--- AZIONI RICHIESTE ---
1 - Trasformi in una tabella Markdown, con le colonne Nr e Riga, la parte dell'elenco che si apre con la riga contenente "Indicate the horizontal" e si chiude con quella contenente "(1198, 389)", estremi inclusi. In Nr vada il numero progressivo e in Riga il testo della riga, tralasciando le righe vuote.
2 - Prosegua il testo sulla sentenza del Consiglio di Stato in materia di interdittiva antimafia e risarcimento del danno dal punto in cui si interrompe.

--- BLOCCO DI TESTO ---
────────
Risarcimento del danno e interdittiva antimafia: nuova sentenza del Consiglio di Stato
08/05/2018
Il provvedimento di interdittiva antimafia determina una particolare forma di incapacità ex lege, parziale (in quanto limitata a specifici rapporti giuridici con la Pubblica Amministrazione) e tendenzialmente temporanea, con la conseguenza che al soggetto (persona fisica o giuridica) è precluso avere con la pubblica amministrazione rapporti tra i quali contributi, finanziamenti o mutui agevolati ed altre erogazioni dello stesso tipo, comunque denominate, concessi o erogati da parte dello Stato, di altri enti pubblici o delle Comunità europee, per lo svolgimento di attività imprenditoriali (art. 67, comma 1, lett. g) del D.Lgs. n. 159/2011)
Lo ha affermato l'Adunanza Plenaria del Consiglio di Stato con la sentenza n. 3 del 6 aprile 2018 che ha rigettato il ricorso presentato da un'impresa per avere risarcito un danno confermato da una sentenza del Consiglio di Stato stesso che aveva condannato una pubblica amministrazione a risarcire l'attuale ricorrente che nelle more del giudizio risarcitorio era stato investito da un’informativa interdittiva antimafia, conosciuta solo successivamente alla formazione del giudicato.
I fatti
L'attuale ricorrente aveva partecipato ad una gara di appalto ed aveva ottenuto, all’esito di un complesso contenzioso, una favorevole pronuncia risarcitoria per l’illegittima mancata aggiudicazione dell’appalto relativo all’esecuzione di lavori di bonifica di un costone roccioso. Nelle more del giudizio, la ricorrente era destinataria di una informativa interdittiva antimafia e tale circostanza era resa nota dalla Prefettura solo dopo che la Stazione appaltante (un Comune) si era attivato al fine di provvedere al pagamento reso necessario dalla pubblicazione della citata sentenza.
L’esistenza dell’informativa interdittiva era stata posta dal Comune a fondamento del ricorso per revocazione, proposto avverso la sentenza, poi respinto dal Consiglio di Stato stesso. Successivamente il Comune ha sollevato il problema della effettiva eseguibilità della sentenza, pur munita di forza di giudicato sostanziale ex art. 2909 c.c., essendo emerso a carico dell’impresa vittoriosa in giudizio (ed attuale ricorrente) una informativa interdittiva sfavorevole ed in presenza della preclusione di cui all’art. 67, co. 1, lett. g) del Codice delle leggi antimafia in base al quale "le persone alle quali viene applicata con provvedimento definitivo una delle misure di prevenzione previste dal Libro I, titolo I, capo II non possono ottenere: …. g) contributi, finanziamenti e mutui agevolati ed altre erogazioni dello stesso tipo, comunque denominate, concessi o erogati da parte dello Stato, di altri enti pubblici o delle Comunità Europee, per lo svolgimento di attività imprenditoriali”.
Da qui la remissione al giudizio dell’Adunanza Plenaria che ha precisato come la questione trovi soluzione nella definizione in termini di “incapacità” ex lege dell’effetto derivante dalla interdittiva antimafia sulla persona (fisica o giuridica) da essa considerata, di modo che il ricorso per l’ottemperanza è da dichiararsi, conseguentemente, inammissibile.
────────
--- MATERIALE DI LAVORO ---
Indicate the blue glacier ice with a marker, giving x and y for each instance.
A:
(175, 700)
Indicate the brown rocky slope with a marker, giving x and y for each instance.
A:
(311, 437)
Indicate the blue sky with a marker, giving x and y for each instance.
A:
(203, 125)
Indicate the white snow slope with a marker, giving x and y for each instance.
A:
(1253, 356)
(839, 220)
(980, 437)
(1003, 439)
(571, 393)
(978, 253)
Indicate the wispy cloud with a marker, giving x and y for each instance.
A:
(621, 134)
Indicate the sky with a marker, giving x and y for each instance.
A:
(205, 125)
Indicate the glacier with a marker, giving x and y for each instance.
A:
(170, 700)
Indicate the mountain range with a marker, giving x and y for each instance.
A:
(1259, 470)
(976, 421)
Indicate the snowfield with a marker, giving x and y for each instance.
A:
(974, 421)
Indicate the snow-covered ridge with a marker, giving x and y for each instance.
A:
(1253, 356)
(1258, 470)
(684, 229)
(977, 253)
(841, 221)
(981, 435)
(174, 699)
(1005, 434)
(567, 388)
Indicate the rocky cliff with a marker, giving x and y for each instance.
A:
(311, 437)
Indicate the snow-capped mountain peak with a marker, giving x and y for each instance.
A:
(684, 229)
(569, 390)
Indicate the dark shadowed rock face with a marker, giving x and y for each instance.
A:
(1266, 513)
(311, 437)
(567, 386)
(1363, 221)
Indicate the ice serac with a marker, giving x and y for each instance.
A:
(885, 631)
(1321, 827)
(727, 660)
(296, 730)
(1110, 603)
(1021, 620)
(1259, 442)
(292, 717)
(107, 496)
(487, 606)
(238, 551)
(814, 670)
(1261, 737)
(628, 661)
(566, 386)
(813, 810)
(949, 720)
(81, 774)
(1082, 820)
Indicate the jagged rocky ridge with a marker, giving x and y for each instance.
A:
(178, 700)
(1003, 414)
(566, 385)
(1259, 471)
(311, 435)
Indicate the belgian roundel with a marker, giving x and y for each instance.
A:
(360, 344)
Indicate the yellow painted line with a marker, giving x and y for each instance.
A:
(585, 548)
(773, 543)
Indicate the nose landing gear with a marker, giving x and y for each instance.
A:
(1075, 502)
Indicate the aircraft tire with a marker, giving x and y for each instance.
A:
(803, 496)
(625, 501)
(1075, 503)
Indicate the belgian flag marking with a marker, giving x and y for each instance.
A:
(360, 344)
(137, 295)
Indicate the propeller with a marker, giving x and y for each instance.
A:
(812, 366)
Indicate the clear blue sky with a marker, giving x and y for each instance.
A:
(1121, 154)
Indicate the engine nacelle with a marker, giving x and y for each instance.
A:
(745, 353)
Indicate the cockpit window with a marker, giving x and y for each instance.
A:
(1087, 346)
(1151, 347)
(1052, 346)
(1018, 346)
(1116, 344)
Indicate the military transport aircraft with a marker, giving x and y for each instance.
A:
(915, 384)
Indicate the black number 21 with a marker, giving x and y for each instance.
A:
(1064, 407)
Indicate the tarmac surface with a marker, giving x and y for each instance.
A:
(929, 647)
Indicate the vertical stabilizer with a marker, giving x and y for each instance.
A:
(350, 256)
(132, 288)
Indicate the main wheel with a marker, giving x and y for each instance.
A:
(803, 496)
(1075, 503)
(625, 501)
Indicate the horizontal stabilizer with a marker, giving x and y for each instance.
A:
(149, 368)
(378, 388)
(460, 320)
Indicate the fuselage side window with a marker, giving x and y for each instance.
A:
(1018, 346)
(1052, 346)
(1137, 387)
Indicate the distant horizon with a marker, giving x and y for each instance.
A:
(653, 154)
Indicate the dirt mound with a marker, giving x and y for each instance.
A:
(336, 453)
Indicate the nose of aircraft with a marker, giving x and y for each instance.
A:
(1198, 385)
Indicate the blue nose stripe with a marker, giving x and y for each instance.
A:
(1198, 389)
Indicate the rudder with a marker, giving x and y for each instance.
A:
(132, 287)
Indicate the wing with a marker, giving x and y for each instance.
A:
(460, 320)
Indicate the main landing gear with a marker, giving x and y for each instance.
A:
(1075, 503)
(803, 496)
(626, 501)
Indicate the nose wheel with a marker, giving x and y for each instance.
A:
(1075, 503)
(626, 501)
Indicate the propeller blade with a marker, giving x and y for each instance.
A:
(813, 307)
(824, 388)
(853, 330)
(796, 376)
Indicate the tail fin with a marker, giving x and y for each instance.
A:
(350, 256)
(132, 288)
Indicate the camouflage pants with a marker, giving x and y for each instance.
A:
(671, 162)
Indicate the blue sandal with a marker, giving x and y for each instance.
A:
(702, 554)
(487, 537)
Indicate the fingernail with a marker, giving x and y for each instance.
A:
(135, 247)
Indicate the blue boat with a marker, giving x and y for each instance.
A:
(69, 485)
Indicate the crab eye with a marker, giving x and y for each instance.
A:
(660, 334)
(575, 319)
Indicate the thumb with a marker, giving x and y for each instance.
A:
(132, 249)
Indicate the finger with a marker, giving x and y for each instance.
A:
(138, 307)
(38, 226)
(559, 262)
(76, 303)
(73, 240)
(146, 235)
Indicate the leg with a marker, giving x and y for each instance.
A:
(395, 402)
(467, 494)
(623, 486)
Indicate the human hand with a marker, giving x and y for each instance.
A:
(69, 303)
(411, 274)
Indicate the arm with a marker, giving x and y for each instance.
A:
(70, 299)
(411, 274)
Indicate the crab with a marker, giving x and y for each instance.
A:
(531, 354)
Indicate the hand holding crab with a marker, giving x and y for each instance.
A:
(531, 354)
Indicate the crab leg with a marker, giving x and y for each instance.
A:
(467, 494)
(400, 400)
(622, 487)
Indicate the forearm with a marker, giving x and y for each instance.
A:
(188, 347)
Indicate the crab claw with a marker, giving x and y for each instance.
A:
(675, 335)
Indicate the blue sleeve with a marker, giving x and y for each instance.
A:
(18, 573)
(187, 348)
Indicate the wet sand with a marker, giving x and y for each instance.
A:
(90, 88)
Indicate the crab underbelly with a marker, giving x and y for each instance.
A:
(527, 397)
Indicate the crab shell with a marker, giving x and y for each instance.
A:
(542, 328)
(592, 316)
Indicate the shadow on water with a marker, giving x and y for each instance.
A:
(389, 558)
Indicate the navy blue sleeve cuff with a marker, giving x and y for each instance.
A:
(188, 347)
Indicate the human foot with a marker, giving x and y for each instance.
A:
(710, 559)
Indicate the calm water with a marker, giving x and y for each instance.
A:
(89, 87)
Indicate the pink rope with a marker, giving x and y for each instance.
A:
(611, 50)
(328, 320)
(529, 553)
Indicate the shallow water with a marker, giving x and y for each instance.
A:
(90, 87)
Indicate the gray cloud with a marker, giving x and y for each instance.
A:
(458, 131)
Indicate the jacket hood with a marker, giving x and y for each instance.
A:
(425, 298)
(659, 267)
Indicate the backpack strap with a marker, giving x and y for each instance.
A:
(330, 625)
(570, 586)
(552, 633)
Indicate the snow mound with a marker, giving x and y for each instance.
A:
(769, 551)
────────
--- ESITI PER COMPITO ---
1 -
| Nr | Riga |
|---|---|
| 1 | Indicate the horizontal stabilizer with a marker, giving x and y for each instance. |
| 2 | A: |
| 3 | (149, 368) |
| 4 | (378, 388) |
| 5 | (460, 320) |
| 6 | Indicate the fuselage side window with a marker, giving x and y for each instance. |
| 7 | A: |
| 8 | (1018, 346) |
| 9 | (1052, 346) |
| 10 | (1137, 387) |
| 11 | Indicate the distant horizon with a marker, giving x and y for each instance. |
| 12 | A: |
| 13 | (653, 154) |
| 14 | Indicate the dirt mound with a marker, giving x and y for each instance. |
| 15 | A: |
| 16 | (336, 453) |
| 17 | Indicate the nose of aircraft with a marker, giving x and y for each instance. |
| 18 | A: |
| 19 | (1198, 385) |
| 20 | Indicate the blue nose stripe with a marker, giving x and y for each instance. |
| 21 | A: |
| 22 | (1198, 389) |

2 -
L’interdittiva antimafia è provvedimento amministrativo al quale deve essere riconosciuta natura cautelare e preventiva, in un’ottica di bilanciamento tra la tutela dell’ordine e della sicurezza pubblica e la libertà di iniziativa economica riconosciuta dall’art. 41 Cost. Come è stato puntualmente affermato, l’interdittiva antimafia costituisce “una misura volta – ad un tempo – alla salvaguardia dell’ordine pubblico economico, della libera concorrenza tra le imprese e del buon andamento della Pubblica Amministrazione”.
Tale provvedimento mira a prevenire tentativi di infiltrazione mafiosa nelle imprese, volti a condizionare le scelte e gli indirizzi della Pubblica Amministrazione e si pone in funzione di tutela sia dei principi di legalità, imparzialità e buon andamento, riconosciuti dall’art. 97 Cost., sia dello svolgimento leale e corretto della concorrenza tra le stesse imprese nel mercato, sia, infine, del corretto utilizzo delle risorse pubbliche. A tali fini, il provvedimento esclude che un imprenditore, persona fisica o giuridica, pur dotato di adeguati mezzi economici e di una altrettanto adeguata organizzazione, meriti la fiducia delle istituzioni (sia cioè da queste da considerarsi come “affidabile”) e possa essere, di conseguenza, titolare di rapporti contrattuali con le predette amministrazioni, ovvero destinatario di titoli abilitativi da queste rilasciati, come individuati dalla legge, ovvero ancora (come ricorre nel caso di specie) essere destinatario di “contributi, finanziamenti o mutui agevolati ed altre erogazioni dello stesso tipo, comunque denominate”.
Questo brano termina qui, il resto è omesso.